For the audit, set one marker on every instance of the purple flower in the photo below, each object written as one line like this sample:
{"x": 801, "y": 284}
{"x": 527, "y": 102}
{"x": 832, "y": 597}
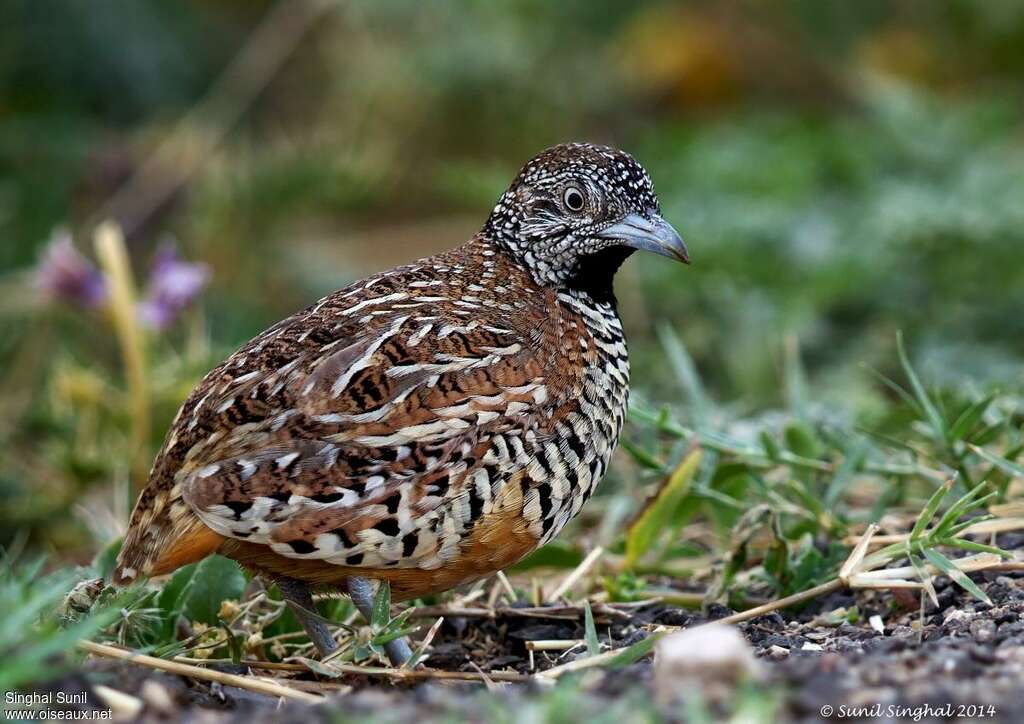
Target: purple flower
{"x": 64, "y": 273}
{"x": 172, "y": 286}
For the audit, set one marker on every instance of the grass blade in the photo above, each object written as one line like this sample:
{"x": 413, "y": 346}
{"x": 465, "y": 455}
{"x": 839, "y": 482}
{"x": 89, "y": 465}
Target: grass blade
{"x": 593, "y": 645}
{"x": 957, "y": 576}
{"x": 928, "y": 407}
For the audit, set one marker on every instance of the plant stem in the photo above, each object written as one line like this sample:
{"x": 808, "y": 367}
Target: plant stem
{"x": 113, "y": 257}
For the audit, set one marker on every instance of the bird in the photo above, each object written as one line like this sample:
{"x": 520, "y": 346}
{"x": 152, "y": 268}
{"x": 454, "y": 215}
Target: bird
{"x": 425, "y": 426}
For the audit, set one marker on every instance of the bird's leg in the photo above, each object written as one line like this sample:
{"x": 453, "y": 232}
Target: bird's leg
{"x": 296, "y": 593}
{"x": 361, "y": 593}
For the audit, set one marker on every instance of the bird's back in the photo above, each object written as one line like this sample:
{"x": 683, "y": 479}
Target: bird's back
{"x": 427, "y": 425}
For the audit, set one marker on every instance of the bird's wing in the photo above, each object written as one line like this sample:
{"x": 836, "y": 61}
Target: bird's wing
{"x": 372, "y": 450}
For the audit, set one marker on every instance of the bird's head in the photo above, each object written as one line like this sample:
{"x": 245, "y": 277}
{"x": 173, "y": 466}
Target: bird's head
{"x": 576, "y": 212}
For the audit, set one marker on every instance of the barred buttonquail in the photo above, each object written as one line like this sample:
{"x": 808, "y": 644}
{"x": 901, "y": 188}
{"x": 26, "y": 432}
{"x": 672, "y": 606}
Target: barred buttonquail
{"x": 428, "y": 425}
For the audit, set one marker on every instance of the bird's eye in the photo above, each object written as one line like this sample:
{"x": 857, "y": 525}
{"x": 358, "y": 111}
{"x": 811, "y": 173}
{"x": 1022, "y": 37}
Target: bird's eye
{"x": 572, "y": 198}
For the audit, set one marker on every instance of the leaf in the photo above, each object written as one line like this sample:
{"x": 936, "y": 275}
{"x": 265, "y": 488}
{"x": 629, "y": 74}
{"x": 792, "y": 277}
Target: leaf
{"x": 957, "y": 576}
{"x": 593, "y": 645}
{"x": 933, "y": 505}
{"x": 969, "y": 419}
{"x": 801, "y": 439}
{"x": 211, "y": 582}
{"x": 966, "y": 504}
{"x": 976, "y": 547}
{"x": 634, "y": 652}
{"x": 557, "y": 554}
{"x": 320, "y": 668}
{"x": 381, "y": 613}
{"x": 655, "y": 515}
{"x": 1001, "y": 463}
{"x": 927, "y": 406}
{"x": 851, "y": 463}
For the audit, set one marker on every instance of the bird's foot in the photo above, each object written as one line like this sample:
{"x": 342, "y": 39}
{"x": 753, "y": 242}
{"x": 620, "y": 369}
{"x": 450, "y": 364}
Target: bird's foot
{"x": 361, "y": 592}
{"x": 299, "y": 599}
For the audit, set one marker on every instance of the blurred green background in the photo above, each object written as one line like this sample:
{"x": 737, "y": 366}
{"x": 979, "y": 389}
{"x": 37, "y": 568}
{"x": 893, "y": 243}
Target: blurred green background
{"x": 840, "y": 171}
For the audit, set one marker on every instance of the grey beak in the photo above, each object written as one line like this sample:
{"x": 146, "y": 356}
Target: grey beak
{"x": 654, "y": 235}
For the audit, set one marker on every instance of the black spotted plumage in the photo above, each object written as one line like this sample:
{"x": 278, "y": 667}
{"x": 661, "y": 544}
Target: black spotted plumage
{"x": 429, "y": 424}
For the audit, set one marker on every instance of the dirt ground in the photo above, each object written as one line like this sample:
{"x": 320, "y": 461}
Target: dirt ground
{"x": 965, "y": 662}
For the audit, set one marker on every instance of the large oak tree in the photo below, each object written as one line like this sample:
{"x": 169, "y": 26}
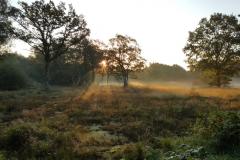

What is required:
Extract each line from the records above that contains the word "black", copying those lines unchanged.

Final result:
For the audit, set one marker on every instance of the black spotted plumage in the photo above, each object written as one line like this sample:
Target: black spotted plumage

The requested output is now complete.